TASK STATEMENT:
Filter the entries below, keeping every line that has the word "Query".

INFORMATION PROVIDED:
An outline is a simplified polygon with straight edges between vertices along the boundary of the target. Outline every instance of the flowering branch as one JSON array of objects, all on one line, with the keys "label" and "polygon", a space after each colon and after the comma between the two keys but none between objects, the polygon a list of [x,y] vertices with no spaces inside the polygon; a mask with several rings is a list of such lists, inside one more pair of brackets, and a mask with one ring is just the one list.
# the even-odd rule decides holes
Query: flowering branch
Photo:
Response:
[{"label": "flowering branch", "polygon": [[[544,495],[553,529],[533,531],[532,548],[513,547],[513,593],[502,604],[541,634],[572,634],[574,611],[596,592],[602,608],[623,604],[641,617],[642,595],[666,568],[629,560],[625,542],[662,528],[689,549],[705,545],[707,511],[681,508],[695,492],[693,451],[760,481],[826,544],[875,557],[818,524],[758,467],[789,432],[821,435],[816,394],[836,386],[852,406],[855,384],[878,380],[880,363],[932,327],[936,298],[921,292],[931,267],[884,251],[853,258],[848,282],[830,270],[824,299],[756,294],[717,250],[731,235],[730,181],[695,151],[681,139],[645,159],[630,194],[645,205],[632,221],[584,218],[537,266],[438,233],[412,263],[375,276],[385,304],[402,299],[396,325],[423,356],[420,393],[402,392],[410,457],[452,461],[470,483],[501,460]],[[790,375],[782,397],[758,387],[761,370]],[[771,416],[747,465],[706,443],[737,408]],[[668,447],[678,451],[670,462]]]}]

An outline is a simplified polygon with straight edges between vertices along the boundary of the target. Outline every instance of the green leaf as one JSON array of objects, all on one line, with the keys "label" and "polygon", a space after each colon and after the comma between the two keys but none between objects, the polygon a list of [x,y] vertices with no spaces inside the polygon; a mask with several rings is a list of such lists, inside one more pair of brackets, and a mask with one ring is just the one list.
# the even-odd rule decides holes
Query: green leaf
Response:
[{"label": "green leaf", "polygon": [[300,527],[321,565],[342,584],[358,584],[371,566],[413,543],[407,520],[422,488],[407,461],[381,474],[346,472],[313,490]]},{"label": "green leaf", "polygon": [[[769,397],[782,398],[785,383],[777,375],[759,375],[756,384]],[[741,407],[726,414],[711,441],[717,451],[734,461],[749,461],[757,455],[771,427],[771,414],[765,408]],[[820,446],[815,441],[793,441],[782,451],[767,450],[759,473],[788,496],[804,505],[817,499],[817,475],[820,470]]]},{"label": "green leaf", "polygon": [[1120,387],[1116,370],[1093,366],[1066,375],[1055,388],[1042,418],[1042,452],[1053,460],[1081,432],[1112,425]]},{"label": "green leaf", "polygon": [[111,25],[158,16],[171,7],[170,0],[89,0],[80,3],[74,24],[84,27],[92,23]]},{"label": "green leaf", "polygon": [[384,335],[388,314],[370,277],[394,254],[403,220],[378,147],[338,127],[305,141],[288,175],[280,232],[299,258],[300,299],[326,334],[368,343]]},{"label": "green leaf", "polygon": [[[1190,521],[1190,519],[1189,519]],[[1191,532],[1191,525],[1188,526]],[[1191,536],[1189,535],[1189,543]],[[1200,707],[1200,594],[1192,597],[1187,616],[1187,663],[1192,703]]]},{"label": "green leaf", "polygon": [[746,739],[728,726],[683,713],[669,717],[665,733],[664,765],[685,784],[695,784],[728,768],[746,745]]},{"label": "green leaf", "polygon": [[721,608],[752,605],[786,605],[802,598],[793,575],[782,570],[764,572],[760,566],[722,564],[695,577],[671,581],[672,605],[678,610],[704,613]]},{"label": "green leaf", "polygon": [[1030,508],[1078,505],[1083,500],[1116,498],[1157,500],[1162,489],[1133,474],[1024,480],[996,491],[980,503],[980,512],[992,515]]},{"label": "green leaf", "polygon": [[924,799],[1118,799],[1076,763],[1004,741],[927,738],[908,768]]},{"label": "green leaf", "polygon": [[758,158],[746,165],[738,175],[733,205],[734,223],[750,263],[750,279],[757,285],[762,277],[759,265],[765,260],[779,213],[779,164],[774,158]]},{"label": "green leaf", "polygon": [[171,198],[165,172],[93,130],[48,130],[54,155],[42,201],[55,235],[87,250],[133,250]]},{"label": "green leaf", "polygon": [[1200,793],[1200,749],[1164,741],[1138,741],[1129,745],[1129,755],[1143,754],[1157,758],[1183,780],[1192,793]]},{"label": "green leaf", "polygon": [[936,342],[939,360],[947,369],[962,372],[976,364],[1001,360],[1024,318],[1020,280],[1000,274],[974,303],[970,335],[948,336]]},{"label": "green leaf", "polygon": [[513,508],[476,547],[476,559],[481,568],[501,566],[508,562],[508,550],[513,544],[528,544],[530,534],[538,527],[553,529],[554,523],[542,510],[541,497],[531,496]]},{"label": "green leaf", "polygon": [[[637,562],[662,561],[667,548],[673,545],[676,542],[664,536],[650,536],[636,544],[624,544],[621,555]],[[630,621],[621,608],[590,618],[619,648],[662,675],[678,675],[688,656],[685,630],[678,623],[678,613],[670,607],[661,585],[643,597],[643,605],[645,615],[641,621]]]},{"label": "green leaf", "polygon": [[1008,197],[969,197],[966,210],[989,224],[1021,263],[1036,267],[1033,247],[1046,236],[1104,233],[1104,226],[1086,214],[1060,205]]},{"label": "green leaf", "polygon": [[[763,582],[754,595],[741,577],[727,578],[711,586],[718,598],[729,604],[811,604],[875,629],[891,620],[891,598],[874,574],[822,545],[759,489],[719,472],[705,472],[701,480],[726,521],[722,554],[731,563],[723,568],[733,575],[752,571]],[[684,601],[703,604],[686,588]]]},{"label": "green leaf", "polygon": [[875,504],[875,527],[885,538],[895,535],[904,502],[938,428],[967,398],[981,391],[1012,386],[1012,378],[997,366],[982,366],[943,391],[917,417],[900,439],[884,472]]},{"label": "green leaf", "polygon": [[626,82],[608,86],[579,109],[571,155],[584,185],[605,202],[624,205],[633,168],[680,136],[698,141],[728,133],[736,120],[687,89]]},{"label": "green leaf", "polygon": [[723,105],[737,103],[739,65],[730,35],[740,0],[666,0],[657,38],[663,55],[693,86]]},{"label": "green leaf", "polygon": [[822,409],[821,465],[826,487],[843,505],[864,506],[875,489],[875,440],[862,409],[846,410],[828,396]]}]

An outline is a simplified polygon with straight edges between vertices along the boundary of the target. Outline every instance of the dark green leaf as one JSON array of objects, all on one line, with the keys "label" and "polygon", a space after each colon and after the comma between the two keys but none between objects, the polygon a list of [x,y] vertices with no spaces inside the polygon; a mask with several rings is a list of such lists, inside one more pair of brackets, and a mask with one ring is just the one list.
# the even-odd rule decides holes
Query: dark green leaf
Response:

OUTPUT OF THE EXERCISE:
Query: flowering branch
Query: green leaf
Query: dark green leaf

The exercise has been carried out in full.